## begin Data entries

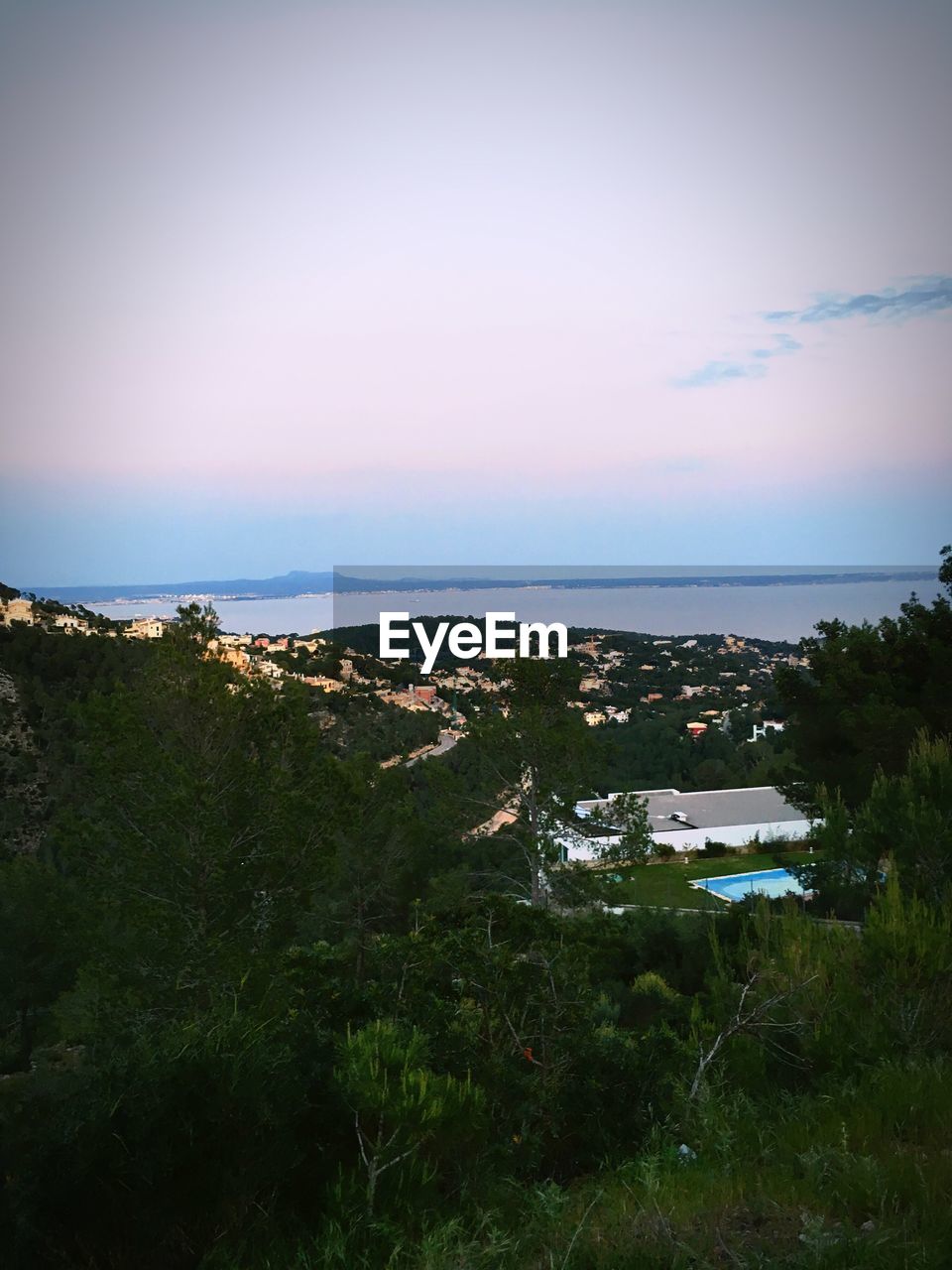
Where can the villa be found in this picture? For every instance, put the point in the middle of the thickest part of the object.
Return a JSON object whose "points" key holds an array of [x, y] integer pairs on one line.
{"points": [[689, 821]]}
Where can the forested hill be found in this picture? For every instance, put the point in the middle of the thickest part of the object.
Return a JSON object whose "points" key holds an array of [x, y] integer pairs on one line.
{"points": [[267, 1003]]}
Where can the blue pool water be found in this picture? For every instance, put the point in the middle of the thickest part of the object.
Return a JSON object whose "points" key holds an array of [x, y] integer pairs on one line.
{"points": [[769, 881]]}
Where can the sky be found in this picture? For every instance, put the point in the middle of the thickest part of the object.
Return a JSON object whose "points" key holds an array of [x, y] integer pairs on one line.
{"points": [[585, 282]]}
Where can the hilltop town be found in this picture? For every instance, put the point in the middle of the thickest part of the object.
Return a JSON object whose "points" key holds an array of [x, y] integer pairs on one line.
{"points": [[706, 699]]}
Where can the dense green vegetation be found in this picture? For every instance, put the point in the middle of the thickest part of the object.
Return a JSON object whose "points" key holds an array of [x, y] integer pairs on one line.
{"points": [[264, 1003]]}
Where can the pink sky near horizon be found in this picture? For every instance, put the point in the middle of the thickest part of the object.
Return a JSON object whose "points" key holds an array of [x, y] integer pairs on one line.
{"points": [[408, 257]]}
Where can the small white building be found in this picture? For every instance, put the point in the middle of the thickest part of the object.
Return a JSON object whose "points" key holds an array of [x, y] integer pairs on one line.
{"points": [[17, 610], [690, 821], [70, 622], [145, 627]]}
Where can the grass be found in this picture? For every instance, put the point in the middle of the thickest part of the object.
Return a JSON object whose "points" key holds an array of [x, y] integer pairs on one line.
{"points": [[665, 885]]}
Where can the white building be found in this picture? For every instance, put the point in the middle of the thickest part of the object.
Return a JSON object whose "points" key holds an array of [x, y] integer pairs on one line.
{"points": [[145, 627], [690, 821], [17, 610]]}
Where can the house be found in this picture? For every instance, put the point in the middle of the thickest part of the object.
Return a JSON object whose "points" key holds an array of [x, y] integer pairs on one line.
{"points": [[70, 622], [762, 729], [145, 627], [689, 821], [17, 611]]}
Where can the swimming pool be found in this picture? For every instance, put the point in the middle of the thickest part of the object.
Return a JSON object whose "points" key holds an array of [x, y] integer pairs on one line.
{"points": [[774, 883]]}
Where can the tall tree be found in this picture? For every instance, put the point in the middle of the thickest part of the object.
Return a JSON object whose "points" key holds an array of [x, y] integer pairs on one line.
{"points": [[869, 691]]}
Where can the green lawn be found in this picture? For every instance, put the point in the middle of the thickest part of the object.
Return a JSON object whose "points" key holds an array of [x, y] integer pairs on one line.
{"points": [[666, 884]]}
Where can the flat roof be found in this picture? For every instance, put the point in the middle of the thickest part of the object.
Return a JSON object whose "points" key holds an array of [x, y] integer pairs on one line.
{"points": [[708, 810]]}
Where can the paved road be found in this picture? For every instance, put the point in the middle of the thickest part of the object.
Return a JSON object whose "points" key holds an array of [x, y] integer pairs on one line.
{"points": [[443, 746]]}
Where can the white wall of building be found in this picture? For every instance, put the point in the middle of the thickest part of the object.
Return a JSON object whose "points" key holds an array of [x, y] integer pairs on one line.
{"points": [[692, 839]]}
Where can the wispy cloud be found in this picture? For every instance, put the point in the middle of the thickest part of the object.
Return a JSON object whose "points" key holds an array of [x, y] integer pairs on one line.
{"points": [[918, 296], [749, 367], [915, 298]]}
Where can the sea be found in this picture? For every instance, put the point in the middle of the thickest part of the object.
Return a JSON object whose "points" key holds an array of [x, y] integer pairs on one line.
{"points": [[787, 611]]}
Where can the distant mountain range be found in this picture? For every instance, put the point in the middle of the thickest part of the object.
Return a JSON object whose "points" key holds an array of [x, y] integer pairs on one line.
{"points": [[299, 581]]}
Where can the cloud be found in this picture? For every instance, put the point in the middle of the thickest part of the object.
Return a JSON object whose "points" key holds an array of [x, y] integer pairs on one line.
{"points": [[916, 296], [752, 367], [720, 372], [783, 344]]}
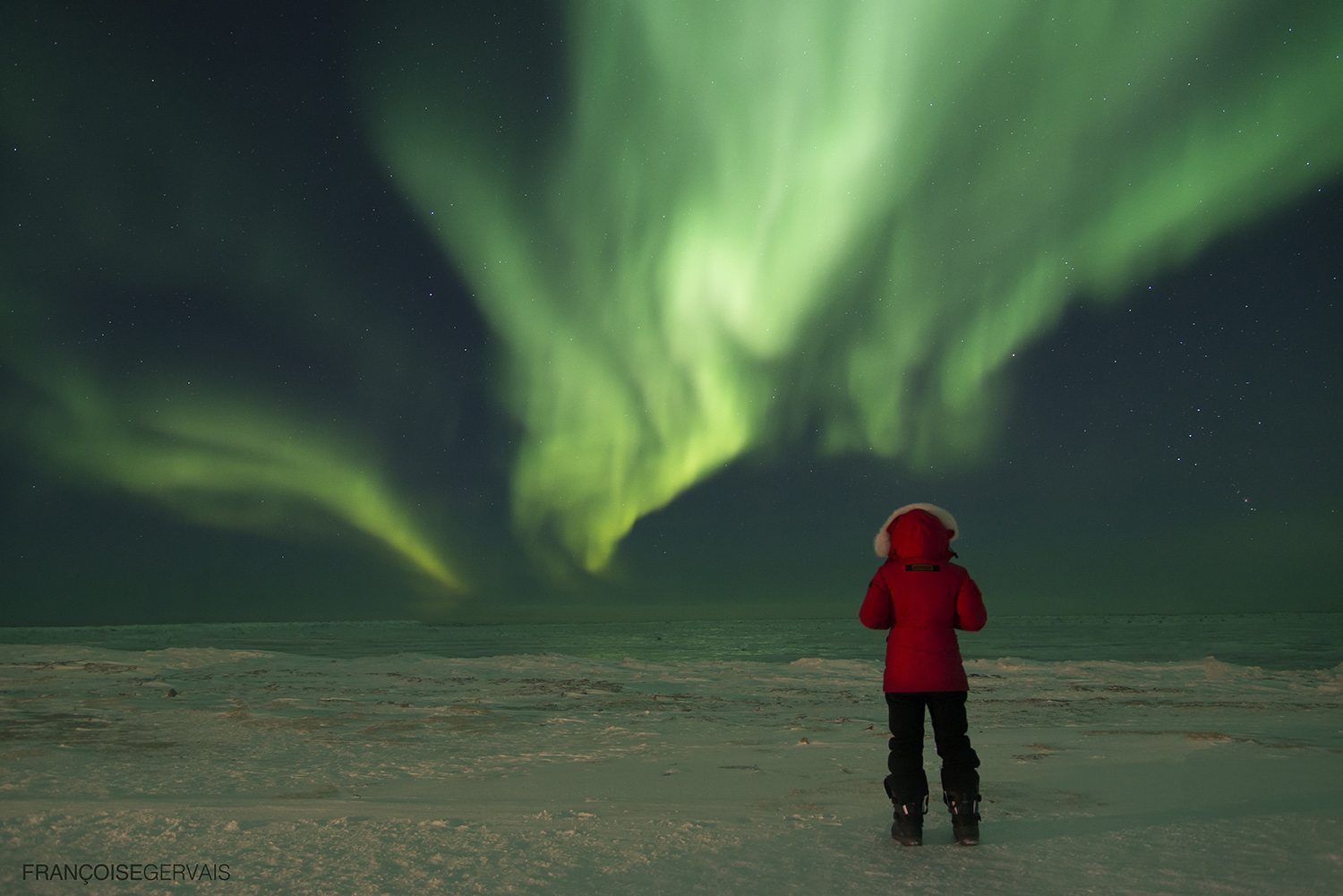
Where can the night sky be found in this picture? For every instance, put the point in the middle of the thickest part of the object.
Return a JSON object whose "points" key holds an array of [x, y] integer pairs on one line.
{"points": [[620, 309]]}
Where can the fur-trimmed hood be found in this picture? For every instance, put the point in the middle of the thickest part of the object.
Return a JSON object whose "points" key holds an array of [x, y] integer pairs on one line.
{"points": [[948, 523]]}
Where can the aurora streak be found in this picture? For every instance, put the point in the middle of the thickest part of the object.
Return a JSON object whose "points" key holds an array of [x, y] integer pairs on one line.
{"points": [[757, 222]]}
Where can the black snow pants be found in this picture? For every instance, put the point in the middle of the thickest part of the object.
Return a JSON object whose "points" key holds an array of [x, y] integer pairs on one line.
{"points": [[907, 782]]}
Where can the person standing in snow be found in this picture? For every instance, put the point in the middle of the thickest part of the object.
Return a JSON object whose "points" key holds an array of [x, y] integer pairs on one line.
{"points": [[921, 597]]}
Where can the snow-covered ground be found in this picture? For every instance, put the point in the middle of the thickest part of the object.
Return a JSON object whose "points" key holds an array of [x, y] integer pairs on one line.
{"points": [[1119, 756]]}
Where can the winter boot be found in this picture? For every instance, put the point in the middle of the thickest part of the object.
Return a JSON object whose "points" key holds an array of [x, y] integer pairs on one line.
{"points": [[907, 829], [964, 817]]}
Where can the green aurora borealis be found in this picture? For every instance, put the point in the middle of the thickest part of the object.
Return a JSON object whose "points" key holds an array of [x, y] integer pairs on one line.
{"points": [[483, 303]]}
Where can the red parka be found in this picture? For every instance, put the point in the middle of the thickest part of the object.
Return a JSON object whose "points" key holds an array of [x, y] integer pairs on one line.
{"points": [[921, 597]]}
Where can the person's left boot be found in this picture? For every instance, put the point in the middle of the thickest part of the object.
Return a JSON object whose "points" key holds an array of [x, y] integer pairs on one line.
{"points": [[964, 815]]}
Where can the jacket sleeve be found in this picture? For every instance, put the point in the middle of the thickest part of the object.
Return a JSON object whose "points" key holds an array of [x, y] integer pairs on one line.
{"points": [[876, 605], [970, 606]]}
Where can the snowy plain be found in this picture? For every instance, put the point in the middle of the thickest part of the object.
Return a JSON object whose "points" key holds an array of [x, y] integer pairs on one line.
{"points": [[1120, 755]]}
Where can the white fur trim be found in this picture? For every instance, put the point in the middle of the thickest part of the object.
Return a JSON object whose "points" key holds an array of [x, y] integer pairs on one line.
{"points": [[883, 542]]}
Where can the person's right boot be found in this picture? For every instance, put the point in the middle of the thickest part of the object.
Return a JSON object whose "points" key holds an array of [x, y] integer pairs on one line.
{"points": [[907, 829]]}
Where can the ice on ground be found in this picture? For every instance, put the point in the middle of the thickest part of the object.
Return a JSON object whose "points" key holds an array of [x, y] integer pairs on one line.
{"points": [[526, 772]]}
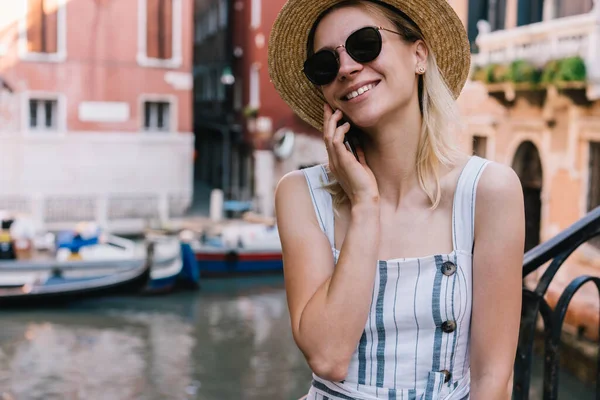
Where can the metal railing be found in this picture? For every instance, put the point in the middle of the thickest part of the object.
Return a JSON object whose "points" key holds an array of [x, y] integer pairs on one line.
{"points": [[556, 250]]}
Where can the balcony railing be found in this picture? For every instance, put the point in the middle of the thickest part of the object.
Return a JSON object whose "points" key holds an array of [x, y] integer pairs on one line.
{"points": [[545, 41], [554, 251]]}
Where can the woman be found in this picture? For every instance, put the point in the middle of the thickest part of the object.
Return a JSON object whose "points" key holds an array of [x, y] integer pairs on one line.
{"points": [[402, 263]]}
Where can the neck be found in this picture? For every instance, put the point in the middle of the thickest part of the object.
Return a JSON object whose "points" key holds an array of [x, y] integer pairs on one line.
{"points": [[391, 152]]}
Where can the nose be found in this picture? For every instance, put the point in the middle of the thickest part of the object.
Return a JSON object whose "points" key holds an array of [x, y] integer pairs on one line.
{"points": [[348, 66]]}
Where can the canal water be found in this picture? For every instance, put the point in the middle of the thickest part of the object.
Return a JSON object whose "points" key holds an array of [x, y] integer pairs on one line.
{"points": [[231, 340]]}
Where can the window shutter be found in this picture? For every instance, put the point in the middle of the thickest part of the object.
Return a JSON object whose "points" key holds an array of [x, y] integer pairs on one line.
{"points": [[152, 28], [50, 33], [34, 25], [166, 29], [574, 7]]}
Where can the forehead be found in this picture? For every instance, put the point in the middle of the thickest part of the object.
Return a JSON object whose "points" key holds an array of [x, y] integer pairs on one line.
{"points": [[336, 26]]}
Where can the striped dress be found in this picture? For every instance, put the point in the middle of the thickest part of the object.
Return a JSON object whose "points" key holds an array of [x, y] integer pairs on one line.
{"points": [[415, 344]]}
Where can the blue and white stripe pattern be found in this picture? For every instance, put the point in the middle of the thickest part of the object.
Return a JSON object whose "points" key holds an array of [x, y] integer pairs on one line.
{"points": [[407, 350]]}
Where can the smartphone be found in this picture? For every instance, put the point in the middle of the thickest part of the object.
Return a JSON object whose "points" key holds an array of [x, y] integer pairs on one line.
{"points": [[350, 139]]}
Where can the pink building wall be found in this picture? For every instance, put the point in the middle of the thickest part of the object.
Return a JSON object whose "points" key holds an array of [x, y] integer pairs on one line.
{"points": [[101, 63]]}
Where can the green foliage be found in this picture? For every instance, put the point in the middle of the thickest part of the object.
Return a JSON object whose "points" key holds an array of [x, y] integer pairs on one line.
{"points": [[550, 71], [250, 112], [570, 69], [521, 71]]}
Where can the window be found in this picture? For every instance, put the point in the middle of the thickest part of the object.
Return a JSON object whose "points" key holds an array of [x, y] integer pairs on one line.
{"points": [[255, 14], [159, 29], [223, 13], [212, 19], [254, 86], [43, 115], [594, 183], [157, 116], [479, 146], [42, 26], [493, 11], [530, 11], [238, 87]]}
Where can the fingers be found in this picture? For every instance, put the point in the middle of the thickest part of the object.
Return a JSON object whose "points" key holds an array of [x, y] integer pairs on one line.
{"points": [[338, 140], [330, 120]]}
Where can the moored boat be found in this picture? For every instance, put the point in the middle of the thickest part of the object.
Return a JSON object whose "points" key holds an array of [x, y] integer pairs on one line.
{"points": [[239, 249]]}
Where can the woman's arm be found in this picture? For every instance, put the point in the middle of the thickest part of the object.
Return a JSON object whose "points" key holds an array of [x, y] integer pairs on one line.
{"points": [[328, 306], [497, 282]]}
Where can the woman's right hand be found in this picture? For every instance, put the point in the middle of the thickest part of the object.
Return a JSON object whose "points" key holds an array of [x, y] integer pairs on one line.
{"points": [[355, 177]]}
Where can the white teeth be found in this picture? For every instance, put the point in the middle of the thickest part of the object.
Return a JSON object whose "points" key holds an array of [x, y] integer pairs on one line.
{"points": [[360, 91]]}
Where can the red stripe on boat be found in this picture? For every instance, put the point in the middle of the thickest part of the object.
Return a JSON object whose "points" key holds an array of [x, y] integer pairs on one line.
{"points": [[239, 257]]}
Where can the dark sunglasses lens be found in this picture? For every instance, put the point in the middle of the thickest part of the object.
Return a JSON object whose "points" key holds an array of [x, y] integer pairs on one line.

## end Data entries

**Stated task:** Everything from the line that contains "Where can the window be" through the end of the records must be duplicated exactly, and nothing outside that range.

**Exercise output:**
Where can the window be found in this picture? For every instance, put the point in the middle of the thickest part of the object.
Return a JSON object whose "points" key holds an array of [x, y] integer pairs on one line.
{"points": [[255, 14], [159, 29], [223, 13], [212, 19], [254, 86], [43, 115], [594, 183], [157, 116], [479, 146], [42, 26], [493, 11], [530, 11], [238, 87]]}
Where can the fingers be found in this picture? For every instance, put the point in the middle of the thickest part of the object.
Return a JSON object whose "points" key holds an array of [x, y] integer pairs on one line.
{"points": [[338, 140], [330, 120]]}
Where can the moored boat be found in this picture? For every instance, put the point in the middle of the thickest part of the object.
Return a JSON object whose "points" key holds an array of [x, y] integer pairs on one line.
{"points": [[239, 249]]}
Where can the woman's arm be found in this picture? For every instance, put the point in the middle of the thickest part of the object.
Return a JSON object whose "points" key holds an array of [x, y] integer pairs on one line.
{"points": [[328, 306], [497, 282]]}
Where can the woman's right hand be found in this picture? For every instance, put the point in the middle of the thickest part of the object.
Return a JSON object whose "points" key holds an array of [x, y] integer pairs on one line.
{"points": [[355, 177]]}
Where can the white teeth be found in this picture? For every instance, put the point in the middle of the thickest part of the object.
Return a JSON object whose "points" key holds an array of [x, y] integer pairs on one line.
{"points": [[360, 91]]}
Where can the red stripe on boat be found in this picture? For every instance, put the point in the middle of the thickest part of the object.
Return a JSON object whose "points" key holds an array of [x, y] integer pairs on one line.
{"points": [[239, 257]]}
Where can the dark sunglasses lens be found in this picture? For every instance, put the point in the middle of the thickest part of the object.
Return a JSON object whose "points" key holds an array of [x, y] integer pairs on one line.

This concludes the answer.